**TASK GOAL:** Return verbatim the part of the data below that opens with the line containing "Place a point on the paved road" and closes with the line containing "<point>1153,279</point>", including both of those lines. Reproduce no other lines.

**SUPPLIED MATERIAL:**
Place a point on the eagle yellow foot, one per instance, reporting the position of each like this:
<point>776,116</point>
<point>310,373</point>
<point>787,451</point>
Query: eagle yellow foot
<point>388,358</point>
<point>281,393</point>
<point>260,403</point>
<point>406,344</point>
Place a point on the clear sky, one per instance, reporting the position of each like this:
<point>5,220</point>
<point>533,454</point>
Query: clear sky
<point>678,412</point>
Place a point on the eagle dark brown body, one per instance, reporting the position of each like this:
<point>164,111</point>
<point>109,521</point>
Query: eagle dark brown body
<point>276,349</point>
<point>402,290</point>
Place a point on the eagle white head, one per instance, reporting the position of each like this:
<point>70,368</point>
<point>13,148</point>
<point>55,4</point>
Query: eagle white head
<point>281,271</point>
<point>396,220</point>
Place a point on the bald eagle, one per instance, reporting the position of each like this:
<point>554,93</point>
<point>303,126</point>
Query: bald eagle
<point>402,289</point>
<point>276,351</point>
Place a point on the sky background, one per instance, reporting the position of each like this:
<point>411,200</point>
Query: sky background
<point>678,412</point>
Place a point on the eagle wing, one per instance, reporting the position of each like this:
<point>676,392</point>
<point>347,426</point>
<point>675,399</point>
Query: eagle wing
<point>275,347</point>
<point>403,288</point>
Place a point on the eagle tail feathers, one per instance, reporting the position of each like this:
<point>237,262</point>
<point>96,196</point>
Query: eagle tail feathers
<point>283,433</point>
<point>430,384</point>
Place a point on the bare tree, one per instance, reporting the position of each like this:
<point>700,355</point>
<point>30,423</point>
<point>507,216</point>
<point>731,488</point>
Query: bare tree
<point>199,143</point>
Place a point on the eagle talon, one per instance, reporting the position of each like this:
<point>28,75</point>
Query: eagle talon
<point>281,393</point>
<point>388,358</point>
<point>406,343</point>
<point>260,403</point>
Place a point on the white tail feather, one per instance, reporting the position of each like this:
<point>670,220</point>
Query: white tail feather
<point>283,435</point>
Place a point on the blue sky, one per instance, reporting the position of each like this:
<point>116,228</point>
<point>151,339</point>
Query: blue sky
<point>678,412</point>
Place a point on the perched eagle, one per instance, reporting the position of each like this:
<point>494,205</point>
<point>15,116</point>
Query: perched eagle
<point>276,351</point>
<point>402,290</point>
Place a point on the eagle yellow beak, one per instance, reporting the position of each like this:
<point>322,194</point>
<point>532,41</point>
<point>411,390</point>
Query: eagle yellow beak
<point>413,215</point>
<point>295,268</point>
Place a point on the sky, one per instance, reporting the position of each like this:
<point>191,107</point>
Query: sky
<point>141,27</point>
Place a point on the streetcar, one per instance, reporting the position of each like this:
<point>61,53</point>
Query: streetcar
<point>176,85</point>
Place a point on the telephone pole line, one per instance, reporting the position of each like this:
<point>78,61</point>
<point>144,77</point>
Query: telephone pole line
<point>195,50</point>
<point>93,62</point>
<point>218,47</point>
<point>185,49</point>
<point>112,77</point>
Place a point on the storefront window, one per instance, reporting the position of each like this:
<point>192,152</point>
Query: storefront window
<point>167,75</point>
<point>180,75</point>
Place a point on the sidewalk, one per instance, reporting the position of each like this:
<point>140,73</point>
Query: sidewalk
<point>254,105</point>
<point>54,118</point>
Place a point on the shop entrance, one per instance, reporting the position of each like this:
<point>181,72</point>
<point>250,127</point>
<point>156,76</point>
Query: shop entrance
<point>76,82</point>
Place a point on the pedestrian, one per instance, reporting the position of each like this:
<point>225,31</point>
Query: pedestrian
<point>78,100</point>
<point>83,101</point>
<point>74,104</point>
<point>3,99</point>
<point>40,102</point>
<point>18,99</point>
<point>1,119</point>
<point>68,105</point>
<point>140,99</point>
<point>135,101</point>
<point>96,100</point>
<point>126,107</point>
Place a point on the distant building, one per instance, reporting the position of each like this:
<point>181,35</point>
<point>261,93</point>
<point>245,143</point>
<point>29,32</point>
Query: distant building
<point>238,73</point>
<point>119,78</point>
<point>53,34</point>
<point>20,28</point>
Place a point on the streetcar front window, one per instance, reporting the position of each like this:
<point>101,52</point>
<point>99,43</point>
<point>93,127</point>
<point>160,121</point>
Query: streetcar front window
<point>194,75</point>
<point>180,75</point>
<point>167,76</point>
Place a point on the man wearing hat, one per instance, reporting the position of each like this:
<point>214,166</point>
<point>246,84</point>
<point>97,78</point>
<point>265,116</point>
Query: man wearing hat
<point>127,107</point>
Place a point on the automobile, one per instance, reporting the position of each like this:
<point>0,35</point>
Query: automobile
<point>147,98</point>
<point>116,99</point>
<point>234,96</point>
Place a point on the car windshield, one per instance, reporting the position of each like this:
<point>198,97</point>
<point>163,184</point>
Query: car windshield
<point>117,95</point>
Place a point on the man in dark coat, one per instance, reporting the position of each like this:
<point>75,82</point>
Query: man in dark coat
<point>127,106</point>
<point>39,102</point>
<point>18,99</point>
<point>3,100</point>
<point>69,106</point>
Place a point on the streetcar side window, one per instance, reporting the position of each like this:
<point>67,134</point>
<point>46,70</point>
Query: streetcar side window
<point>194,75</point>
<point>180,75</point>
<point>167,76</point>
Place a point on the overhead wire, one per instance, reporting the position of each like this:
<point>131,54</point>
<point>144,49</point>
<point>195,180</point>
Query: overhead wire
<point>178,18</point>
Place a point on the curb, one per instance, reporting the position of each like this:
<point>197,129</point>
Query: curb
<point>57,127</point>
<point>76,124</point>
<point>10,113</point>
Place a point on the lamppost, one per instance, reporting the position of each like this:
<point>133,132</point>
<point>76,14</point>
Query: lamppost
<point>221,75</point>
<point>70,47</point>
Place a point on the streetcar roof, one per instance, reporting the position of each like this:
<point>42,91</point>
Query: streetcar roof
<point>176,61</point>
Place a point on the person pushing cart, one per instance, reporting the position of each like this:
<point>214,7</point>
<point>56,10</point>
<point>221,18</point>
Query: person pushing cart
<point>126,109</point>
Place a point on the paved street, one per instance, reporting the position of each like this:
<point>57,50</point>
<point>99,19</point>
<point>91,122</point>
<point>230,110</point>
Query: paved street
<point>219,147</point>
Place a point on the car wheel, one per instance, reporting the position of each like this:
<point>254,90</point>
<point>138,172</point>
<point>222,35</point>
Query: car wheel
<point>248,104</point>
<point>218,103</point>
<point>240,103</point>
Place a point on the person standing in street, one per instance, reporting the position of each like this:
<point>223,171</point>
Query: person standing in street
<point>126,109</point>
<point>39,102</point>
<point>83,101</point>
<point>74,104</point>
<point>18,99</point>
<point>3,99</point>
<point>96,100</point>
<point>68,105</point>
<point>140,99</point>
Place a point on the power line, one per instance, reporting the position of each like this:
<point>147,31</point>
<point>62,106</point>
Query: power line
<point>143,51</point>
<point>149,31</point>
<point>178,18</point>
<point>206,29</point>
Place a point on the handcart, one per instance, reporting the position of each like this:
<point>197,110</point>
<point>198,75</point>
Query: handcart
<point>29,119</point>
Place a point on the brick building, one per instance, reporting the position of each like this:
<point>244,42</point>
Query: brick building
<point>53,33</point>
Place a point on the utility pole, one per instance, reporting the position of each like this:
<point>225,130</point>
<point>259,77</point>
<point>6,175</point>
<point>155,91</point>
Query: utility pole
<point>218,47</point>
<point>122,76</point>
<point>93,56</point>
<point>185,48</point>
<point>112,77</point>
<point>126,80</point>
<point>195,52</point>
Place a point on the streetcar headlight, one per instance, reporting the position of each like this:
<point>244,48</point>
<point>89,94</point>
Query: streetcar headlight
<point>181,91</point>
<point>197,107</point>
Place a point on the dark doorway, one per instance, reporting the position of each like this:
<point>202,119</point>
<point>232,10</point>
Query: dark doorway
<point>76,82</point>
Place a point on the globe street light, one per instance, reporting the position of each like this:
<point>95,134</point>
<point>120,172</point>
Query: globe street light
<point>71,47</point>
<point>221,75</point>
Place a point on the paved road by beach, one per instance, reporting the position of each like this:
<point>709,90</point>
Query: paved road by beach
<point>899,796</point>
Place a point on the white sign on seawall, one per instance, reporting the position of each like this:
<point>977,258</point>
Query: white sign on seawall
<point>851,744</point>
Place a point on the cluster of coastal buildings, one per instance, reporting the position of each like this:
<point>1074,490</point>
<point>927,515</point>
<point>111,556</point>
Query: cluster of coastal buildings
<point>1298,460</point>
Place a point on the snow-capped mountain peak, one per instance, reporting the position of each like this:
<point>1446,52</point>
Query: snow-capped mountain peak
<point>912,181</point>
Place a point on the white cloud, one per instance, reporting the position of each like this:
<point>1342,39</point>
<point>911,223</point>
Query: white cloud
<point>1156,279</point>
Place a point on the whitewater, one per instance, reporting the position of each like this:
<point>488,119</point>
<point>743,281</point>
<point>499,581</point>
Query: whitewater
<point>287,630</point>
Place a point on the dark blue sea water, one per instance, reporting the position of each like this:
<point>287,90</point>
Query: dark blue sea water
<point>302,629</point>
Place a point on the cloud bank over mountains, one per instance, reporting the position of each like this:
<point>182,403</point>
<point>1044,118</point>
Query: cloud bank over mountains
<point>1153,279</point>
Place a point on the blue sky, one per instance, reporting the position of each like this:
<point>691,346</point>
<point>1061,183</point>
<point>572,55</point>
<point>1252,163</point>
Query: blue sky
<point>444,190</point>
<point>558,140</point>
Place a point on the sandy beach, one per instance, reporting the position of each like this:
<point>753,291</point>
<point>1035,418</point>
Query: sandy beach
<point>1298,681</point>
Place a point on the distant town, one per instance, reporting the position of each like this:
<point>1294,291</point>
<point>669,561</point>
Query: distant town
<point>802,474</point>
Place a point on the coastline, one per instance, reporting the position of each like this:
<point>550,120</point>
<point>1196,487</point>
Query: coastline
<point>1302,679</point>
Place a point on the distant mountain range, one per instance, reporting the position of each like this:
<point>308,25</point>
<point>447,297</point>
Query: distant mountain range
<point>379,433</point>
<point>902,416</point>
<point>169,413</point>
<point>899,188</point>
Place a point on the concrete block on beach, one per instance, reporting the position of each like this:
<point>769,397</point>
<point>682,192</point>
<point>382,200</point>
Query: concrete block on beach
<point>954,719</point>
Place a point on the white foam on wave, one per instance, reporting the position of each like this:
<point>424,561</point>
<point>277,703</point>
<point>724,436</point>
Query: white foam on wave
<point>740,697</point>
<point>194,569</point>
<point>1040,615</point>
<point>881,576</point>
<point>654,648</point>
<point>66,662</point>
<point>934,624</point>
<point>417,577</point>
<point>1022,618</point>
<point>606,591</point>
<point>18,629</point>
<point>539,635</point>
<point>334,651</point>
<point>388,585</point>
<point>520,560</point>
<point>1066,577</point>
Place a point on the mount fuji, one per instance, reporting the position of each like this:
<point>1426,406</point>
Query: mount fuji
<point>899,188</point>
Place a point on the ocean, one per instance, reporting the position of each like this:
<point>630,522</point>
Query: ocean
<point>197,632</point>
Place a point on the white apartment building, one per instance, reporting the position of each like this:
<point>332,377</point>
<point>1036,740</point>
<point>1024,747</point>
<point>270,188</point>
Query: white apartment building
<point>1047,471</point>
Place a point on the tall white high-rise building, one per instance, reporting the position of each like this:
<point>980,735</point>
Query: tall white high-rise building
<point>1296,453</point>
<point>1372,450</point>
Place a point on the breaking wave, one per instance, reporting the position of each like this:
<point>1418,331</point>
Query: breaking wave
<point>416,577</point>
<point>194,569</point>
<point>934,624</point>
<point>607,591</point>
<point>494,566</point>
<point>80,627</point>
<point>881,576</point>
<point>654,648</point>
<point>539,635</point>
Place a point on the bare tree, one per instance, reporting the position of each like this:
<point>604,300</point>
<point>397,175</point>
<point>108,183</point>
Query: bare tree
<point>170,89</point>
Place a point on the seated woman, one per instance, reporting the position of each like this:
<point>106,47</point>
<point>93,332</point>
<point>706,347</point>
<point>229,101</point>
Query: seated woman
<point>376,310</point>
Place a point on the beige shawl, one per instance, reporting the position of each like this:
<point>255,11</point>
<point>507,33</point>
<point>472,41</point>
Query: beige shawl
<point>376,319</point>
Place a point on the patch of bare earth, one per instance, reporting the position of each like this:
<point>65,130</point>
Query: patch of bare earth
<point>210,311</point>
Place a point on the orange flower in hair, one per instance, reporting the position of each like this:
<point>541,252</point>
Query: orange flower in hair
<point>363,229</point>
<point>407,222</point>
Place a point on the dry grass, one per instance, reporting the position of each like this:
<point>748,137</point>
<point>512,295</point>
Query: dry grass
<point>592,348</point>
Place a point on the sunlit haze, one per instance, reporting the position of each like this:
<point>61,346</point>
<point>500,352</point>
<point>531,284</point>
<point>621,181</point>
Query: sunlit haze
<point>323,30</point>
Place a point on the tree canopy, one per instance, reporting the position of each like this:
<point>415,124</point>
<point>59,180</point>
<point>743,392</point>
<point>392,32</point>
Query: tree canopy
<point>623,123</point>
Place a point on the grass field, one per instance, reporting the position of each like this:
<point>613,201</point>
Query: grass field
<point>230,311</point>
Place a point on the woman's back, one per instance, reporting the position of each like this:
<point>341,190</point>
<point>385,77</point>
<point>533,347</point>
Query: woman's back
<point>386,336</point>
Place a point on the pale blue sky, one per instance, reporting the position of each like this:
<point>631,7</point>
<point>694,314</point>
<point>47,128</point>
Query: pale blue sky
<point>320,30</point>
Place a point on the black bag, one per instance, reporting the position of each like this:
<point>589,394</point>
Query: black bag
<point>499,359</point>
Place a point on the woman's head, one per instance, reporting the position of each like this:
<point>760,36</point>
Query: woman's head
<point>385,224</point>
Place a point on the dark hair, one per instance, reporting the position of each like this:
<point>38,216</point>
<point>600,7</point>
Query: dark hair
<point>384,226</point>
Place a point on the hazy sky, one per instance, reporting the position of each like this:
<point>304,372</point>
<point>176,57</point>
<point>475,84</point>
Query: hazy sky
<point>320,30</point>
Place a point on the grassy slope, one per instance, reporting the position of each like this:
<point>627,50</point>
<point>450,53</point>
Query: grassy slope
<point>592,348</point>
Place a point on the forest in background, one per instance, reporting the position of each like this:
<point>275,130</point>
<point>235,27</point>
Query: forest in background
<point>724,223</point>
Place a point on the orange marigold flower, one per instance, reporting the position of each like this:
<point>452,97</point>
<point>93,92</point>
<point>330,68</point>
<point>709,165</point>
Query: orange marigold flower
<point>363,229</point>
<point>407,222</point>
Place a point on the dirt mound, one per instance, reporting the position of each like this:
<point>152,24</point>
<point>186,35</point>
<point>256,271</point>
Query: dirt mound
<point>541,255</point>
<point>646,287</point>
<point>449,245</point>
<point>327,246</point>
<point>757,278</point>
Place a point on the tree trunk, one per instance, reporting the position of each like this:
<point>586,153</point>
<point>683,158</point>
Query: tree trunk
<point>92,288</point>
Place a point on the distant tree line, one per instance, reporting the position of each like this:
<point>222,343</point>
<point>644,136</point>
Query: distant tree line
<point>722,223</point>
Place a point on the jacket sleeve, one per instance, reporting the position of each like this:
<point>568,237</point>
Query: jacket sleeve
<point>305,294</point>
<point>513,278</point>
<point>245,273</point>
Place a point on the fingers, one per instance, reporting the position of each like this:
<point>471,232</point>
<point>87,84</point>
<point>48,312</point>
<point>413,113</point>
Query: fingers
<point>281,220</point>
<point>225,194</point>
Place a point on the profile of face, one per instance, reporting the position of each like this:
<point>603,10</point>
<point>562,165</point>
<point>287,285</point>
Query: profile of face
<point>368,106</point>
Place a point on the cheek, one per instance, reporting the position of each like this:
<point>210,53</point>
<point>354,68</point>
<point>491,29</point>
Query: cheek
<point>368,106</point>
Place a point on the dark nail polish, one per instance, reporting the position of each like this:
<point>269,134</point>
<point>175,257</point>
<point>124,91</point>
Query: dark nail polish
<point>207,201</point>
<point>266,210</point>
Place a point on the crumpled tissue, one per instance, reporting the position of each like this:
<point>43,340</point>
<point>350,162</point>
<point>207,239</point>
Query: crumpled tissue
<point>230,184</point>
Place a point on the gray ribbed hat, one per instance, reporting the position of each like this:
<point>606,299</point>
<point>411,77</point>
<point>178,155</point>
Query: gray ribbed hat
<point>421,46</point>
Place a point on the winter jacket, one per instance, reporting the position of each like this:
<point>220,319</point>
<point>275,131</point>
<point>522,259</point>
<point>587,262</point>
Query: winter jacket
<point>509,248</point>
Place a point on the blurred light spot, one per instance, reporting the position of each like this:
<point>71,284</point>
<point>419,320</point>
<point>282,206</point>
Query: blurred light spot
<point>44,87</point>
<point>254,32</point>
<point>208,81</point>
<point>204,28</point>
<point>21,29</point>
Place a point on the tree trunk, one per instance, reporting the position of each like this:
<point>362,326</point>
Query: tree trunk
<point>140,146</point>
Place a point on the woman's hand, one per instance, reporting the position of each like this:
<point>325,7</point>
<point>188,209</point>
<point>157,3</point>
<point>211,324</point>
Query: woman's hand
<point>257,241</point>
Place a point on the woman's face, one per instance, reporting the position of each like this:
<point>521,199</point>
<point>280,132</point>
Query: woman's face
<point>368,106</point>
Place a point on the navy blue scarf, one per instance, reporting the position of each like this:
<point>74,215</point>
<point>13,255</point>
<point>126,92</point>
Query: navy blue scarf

**THE SOLUTION:**
Place a point on the paved road by beach, one per instance, reporting the position of each like this:
<point>709,90</point>
Query: paved road by beach
<point>899,796</point>
Place a point on the white sign on seawall, one per instance, reporting the position of each like this:
<point>977,258</point>
Query: white sign on seawall
<point>851,744</point>
Place a point on the cluster of coastal buildings, one per instance, reporting the position of each like this:
<point>1074,490</point>
<point>927,515</point>
<point>111,556</point>
Query: cluster of coastal buildings
<point>1298,460</point>
Place a point on the snow-capped mountain peak, one per instance, reporting the position of each like this:
<point>1446,52</point>
Query: snow-capped mountain peak
<point>912,181</point>
Place a point on the white cloud, one per instance, reporting the position of each like this:
<point>1342,39</point>
<point>911,223</point>
Query: white cloud
<point>1156,279</point>
Place a point on the whitewater, one per instance, reporting the position of each like this:
<point>488,119</point>
<point>743,281</point>
<point>499,581</point>
Query: whitewater
<point>287,630</point>
Place a point on the dark blue sea water, one per instance, reporting the position of each like this:
<point>287,90</point>
Query: dark blue sea water
<point>302,629</point>
Place a point on the cloud bank over mountains, one per instance, reporting the position of each like this:
<point>182,403</point>
<point>1044,118</point>
Query: cloud bank over mountains
<point>1153,279</point>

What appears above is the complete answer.